#### Document segment

Question of the week: Is there an active heavyweight who’s more fun to watch than Chris Arreola?

“I love to get punched,” Arreola said after pummeling Chazz Witherspoon into defeat in a free-swinging battle of undefeated heavyweights. “It’s not a fight if I don’t get punched.” His enthusiasm for combat is just what the division needs, and despite the poorly handled conclusion of the Witherspoon bout, which gave Arreola a DQ win instead of a TKO, the ungainly Mexican-American slugger is turning into an unlikely attraction.

The fact that the WBC failed to find anybody better than unproven Andre Berto and clubfighter Miguel “Miki” Rodriguez to fight for the welterweight title vacated by Floyd Mayweather says all you need to know about the alphabet organization’s total lack of credibility. Sure, Berto is a good prospect with a nice upside, but he’s done nothing to merit jumping ahead of Miguel Cotto, Paul Williams, Shane Mosley, Antonio Margarito, and others fighters more accomplished than he in the talent-rich 147-pound division.

And while on the subject of the vacant welterweight title, those trumpeting the winner of the upcoming Cotto-Margarito bout as the new champion seem to be suffering from a convenient case of amnesia. Hey, fellows, Williams beat Margarito less than a year ago! If you don’t believe me, look it up.

Nigel Collins can be contacted by clicking on the “Ask The Editors” feature, on the left-hand side of the homepage.

LIFE AFTER MAYWEATHER (June 16, 2008)

#### Information given
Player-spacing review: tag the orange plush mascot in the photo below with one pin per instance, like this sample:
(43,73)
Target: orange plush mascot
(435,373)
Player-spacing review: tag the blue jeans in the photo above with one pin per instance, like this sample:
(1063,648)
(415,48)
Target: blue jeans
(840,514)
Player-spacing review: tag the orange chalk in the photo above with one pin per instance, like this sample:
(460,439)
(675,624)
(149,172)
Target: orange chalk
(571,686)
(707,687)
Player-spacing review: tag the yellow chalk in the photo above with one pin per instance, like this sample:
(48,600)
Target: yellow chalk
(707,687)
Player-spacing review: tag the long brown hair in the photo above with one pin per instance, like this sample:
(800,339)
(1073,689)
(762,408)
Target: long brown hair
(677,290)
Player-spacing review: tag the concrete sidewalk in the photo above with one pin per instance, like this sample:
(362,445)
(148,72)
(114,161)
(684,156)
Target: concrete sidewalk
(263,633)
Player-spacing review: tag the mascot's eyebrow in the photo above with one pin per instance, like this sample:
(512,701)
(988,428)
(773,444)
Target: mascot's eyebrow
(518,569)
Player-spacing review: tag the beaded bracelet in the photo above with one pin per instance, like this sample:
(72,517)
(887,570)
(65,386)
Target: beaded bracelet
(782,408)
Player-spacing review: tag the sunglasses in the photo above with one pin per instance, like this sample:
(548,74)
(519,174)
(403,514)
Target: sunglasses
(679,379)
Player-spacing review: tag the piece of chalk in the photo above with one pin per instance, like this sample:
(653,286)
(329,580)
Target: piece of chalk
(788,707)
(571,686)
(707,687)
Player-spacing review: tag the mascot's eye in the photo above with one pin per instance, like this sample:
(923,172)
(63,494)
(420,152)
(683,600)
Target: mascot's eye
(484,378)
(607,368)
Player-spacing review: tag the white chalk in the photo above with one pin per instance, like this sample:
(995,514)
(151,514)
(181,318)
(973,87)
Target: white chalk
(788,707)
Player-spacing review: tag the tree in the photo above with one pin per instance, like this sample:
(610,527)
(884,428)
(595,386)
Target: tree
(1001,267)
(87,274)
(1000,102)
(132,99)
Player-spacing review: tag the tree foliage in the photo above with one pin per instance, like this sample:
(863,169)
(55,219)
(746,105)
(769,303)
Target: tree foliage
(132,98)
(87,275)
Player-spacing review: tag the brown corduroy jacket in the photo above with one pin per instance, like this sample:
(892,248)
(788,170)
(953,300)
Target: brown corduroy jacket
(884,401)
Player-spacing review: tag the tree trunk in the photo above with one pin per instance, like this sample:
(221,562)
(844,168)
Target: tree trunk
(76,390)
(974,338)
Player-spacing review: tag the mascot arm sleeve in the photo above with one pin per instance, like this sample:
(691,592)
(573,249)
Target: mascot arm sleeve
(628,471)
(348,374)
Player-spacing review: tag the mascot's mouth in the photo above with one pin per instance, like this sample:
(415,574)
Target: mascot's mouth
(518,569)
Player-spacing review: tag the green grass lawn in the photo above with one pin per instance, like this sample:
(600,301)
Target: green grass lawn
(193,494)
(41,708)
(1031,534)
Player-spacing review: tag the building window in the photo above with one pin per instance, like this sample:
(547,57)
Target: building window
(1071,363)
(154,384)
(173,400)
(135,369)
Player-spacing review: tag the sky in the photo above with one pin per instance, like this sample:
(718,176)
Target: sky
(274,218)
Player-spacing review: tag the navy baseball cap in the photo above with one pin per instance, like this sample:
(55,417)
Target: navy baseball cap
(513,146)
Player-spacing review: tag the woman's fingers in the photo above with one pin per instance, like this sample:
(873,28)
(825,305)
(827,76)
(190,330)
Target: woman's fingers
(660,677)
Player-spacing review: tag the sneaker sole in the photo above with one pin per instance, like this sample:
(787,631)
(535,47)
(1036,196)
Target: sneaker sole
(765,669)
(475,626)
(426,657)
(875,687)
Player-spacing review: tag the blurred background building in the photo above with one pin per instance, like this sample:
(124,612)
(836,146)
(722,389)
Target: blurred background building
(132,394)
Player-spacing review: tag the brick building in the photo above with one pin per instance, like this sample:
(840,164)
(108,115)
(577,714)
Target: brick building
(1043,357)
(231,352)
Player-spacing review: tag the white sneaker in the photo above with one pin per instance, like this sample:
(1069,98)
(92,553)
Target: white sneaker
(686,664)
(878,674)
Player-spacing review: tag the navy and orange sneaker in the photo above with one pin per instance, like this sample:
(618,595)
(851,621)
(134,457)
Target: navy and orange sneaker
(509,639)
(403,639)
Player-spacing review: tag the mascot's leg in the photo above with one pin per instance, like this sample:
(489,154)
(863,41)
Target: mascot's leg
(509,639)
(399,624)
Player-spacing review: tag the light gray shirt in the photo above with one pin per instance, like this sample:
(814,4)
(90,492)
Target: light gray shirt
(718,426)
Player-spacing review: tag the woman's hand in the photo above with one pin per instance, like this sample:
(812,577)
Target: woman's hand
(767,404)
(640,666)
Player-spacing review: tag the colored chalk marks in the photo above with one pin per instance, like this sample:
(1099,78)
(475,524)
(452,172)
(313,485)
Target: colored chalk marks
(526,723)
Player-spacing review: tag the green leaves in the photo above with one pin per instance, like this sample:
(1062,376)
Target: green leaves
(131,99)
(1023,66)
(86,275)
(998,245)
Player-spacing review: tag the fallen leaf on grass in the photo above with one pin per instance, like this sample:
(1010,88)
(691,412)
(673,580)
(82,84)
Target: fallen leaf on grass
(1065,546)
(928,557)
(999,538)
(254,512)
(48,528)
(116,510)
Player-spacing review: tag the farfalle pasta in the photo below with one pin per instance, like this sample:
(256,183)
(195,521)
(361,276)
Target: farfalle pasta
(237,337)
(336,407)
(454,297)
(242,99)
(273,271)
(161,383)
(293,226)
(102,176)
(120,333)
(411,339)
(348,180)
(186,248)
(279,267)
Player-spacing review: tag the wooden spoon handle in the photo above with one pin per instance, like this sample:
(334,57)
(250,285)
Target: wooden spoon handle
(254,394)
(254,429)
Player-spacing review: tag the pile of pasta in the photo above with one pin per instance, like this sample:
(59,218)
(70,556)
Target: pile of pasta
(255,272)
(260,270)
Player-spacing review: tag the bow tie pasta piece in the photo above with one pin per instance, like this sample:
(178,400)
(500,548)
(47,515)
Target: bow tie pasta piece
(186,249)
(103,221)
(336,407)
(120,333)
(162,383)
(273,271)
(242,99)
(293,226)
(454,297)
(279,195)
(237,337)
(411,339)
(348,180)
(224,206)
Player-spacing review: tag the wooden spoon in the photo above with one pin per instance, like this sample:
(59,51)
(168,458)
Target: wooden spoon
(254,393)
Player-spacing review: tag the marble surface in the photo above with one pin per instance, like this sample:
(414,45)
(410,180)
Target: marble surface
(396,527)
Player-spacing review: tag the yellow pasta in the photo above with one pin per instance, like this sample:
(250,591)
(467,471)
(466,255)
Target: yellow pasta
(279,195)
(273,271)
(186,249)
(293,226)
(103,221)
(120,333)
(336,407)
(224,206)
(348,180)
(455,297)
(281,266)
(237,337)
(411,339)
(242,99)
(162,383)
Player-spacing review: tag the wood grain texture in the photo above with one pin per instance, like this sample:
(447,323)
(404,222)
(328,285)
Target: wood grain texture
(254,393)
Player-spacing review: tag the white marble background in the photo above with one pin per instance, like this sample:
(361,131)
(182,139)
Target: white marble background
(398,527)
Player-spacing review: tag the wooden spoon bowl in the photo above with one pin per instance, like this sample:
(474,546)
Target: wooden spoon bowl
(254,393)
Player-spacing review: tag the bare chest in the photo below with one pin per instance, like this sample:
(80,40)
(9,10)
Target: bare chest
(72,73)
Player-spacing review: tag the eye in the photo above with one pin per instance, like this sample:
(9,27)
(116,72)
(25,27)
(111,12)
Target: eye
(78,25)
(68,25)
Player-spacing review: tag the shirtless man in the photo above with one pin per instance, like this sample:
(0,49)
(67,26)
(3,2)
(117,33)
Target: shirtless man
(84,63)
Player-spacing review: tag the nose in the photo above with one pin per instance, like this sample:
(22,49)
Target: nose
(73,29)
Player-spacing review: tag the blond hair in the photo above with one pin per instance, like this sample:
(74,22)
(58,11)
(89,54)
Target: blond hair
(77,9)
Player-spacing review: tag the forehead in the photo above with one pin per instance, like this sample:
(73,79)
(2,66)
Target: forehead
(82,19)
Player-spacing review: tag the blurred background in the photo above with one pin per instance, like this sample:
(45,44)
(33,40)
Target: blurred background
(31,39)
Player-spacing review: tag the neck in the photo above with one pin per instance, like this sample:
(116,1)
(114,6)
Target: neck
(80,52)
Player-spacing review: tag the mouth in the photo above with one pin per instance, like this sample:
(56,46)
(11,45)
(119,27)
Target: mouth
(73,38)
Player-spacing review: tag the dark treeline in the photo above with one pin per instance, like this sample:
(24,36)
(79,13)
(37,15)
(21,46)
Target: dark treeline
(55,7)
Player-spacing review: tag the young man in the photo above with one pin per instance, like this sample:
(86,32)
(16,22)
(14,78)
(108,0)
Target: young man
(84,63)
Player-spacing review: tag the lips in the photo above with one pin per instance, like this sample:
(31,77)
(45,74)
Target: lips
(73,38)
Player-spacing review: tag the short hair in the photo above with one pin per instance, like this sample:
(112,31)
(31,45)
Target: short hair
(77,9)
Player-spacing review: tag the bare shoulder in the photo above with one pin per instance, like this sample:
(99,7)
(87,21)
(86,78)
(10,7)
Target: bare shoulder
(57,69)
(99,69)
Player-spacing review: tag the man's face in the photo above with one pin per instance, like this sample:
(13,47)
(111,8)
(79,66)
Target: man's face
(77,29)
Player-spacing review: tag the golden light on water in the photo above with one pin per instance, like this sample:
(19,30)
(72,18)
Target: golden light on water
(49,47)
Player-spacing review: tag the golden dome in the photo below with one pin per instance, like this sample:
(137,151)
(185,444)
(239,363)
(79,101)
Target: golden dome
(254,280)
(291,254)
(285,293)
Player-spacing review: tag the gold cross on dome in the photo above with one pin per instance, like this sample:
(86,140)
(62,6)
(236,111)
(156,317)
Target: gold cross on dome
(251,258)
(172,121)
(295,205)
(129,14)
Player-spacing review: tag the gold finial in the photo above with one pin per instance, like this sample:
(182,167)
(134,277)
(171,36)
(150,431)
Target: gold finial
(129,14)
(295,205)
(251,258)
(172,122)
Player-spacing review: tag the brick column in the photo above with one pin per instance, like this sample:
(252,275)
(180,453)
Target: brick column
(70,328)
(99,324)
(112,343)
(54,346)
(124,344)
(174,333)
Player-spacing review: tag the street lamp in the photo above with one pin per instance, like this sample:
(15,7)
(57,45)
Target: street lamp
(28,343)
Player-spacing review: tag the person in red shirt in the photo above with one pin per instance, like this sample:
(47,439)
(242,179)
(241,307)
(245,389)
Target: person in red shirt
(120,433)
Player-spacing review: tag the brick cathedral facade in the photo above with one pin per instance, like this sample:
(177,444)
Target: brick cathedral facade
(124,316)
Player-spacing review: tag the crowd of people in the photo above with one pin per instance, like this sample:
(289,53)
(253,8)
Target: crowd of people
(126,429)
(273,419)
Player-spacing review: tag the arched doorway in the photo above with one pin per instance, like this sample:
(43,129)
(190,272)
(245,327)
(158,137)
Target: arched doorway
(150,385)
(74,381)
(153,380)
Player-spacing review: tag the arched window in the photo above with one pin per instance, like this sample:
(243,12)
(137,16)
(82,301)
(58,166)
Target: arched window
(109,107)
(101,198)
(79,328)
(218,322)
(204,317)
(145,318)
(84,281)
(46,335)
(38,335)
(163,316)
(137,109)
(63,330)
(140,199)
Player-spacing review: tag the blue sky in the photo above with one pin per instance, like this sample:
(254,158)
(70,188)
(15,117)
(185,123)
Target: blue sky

#### Task requirements
According to the boxing column, which fighter beat Margarito less than a year before it was written?

#### Your solution
Paul Williams